## Exercise requirements
- 1) List every analyzer named in the numbered list of the Elasticsearch analysis notes.
- 2) From the Elasticsearch analysis notes, write out word for word the part that opens with the words containing "Where use analyses?" and closes with "file containing stopwords)".

## Extract
**********

Summaries/Databases/ElasticSearch/Analysis.md

2.2 KiB

title updated created
Analysis 2021-05-04 14:58:11Z 2021-05-04 14:58:11Z

Analysis

Analyses is performed by a analyser

  • tokenizer: breaks sentence in tokens, position of the tokens, optional for a specific language
  • token filter: filter out stopwords
  • character filter

Reader -> tokenizer -> token filter -> token

Where use analyses?

  • query
  • mapping parameter
  • index setting

Analyser is used in the mapping part Example

Analysers

  1. Standard
    • max_token_length (default 255)
    • stopwords (defaults _none_)
    • stopwords_path (path to file containing stopwords)
    • keep numeric values
  2. simple
    • lowercase
    • remove special characters (ie dog's -> [dog, s])
    • remove numeric values
  3. whitespace
    • breakes text into terms whenever it encounters a whitespace character
    • no lowercase transformation
    • takes terms as they are
    • keeps special characters
  4. keyword
    • no configuration
    • takes all text as one keyword
  5. stop
    • stopword, stopword_path
  6. pattern
    • stopword, stopword_path, pattern, lowercase
    • regular expression
  7. custom
    • tokenizer, char_filter, filter

Example with standard analyzer

PUT /test_analyzer
{
  "settings": {
    "analysis": {
      "analyzer": {
        "my_analyzer": {
          "type": "standard",
          "max_token_length": 5,
          "stopwords": "_english_"
        }
      }
    }
  },
  "mappings": {
      "properties": {
        "spreker_1": {
          "type": "keyword",
          "analyzer" : "my_analyzer"     <== or an other analyzer; so per field
        }
      }
    }
}
GET /test_analyzer/_analyze
{
  "analyzer": "my_analyzer",
   "field": "spreker_1",
  "text": ["What is the this builders"]
}

without mapping; pattern analyzer

PUT /test_analyzer
{
  "settings": {
    "analysis": {
      "tokenizer": {
        "split_on_words": {
          "type" : "pattern",
          "pattern": "\\W|_|[a-c]",   <-==== seperator whitespace or _ or chars a,b,c
          "lowercase": true
        }
      }, 
      "analyzer": {
        "rebuild_pattern": {
          "tokenizer" : "split_on_words",
          "filter": ["lowercase"]
           
        }
      }
    }
  }
}

**********

## Recorded data

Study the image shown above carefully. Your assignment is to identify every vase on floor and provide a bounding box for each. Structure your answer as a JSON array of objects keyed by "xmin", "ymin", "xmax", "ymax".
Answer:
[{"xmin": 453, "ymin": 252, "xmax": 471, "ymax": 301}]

**********

## Problem solutions
- 1) Standard, simple, whitespace, keyword, stop, pattern, custom

- 2)
Where use analyses?

  • query
  • mapping parameter
  • index setting

Analyser is used in the mapping part Example

Analysers

  1. Standard
    • max_token_length (default 255)
    • stopwords (defaults _none_)
    • stopwords_path (path to file containing stopwords)